EXCERPT →
- - -

I’ve just come out of a pretty deep rabbit hole setting up my Plex server.
Not my first attempt either.
A mate of mine has a solid setup running on his NAS — Plex, plus Sonarr, Radarr, Prowlarr and Syncthing, all running in containers. I’d tried to copy his setup a few months back using his notes, things I found online, and a bunch of YouTube videos.
It sort of worked. Mostly it didn’t.
I kept running into problems. Versions didn’t line up. The NAS OS looked different to the screenshots. Settings had moved or been renamed. Every guide assumed prior knowledge and setting were exactly the same as the person writing it.
Mine wasn’t. So I left it feeling frustrated.
What was different this time
This time, instead of reading and forums and watching Youtube, I used ChatGPT while I was actually doing the work.
I created a private project and started using screenshots and very specific questions as I went. Permission errors. Folder mappings. “Why does this container see the files but that one doesn’t?”.
It wasn’t perfect — it gets things wrong — but that didn’t really matter.
It felt like having a very capable tech mate sitting next to me while I worked through it, rather than trying to decode advice written for someone else’s setup from five years ago.
The long middle bit
I went down some big days on this. Proper 12–14 hour.
I used the wrong container versions and had to rebuild them.
User permissions were a mess.
Folder mappings were painful — especially when you’re still wrapping your head around how containers actually see storage.
At different points:
- Plex could see files that Radarr couldn’t
- Radarr was downloading things that Plex ignored
- Syncthing was doing exactly what it was told, just not what I wanted
None of it was fast. A lot of it was frustrating. But I was learning the whole time, because I wasn’t just copying steps — I was reasoning through why something wasn’t working.

- - -

YOUR TASK → Condense the paragraph of the Plex server post that begins "I kept running into problems" into a bulleted list of its main points.

DATASET SECTION →

- - -

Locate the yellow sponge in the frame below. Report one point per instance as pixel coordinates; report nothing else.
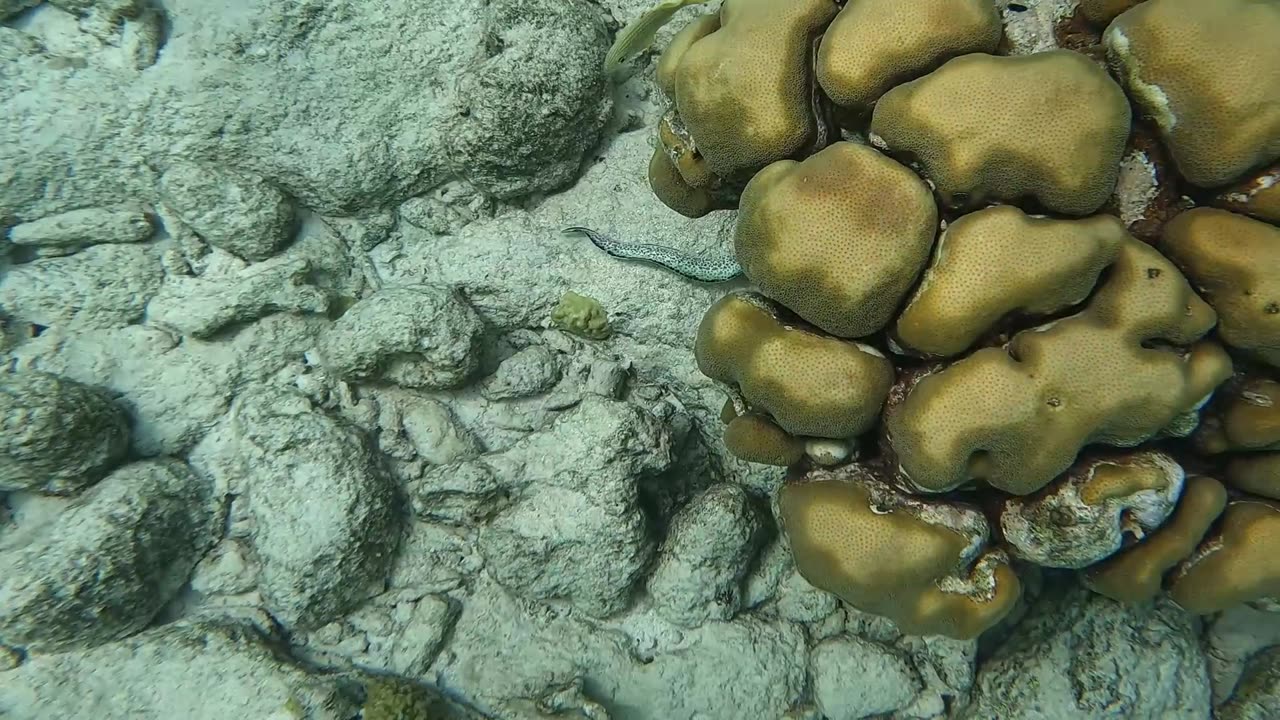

- - -

TASK OUTPUT →
- Software versions didn't match.
- The NAS operating system looked different from the screenshots.
- Settings had been moved or renamed.
- Every guide assumed the writer's prior knowledge and exact settings.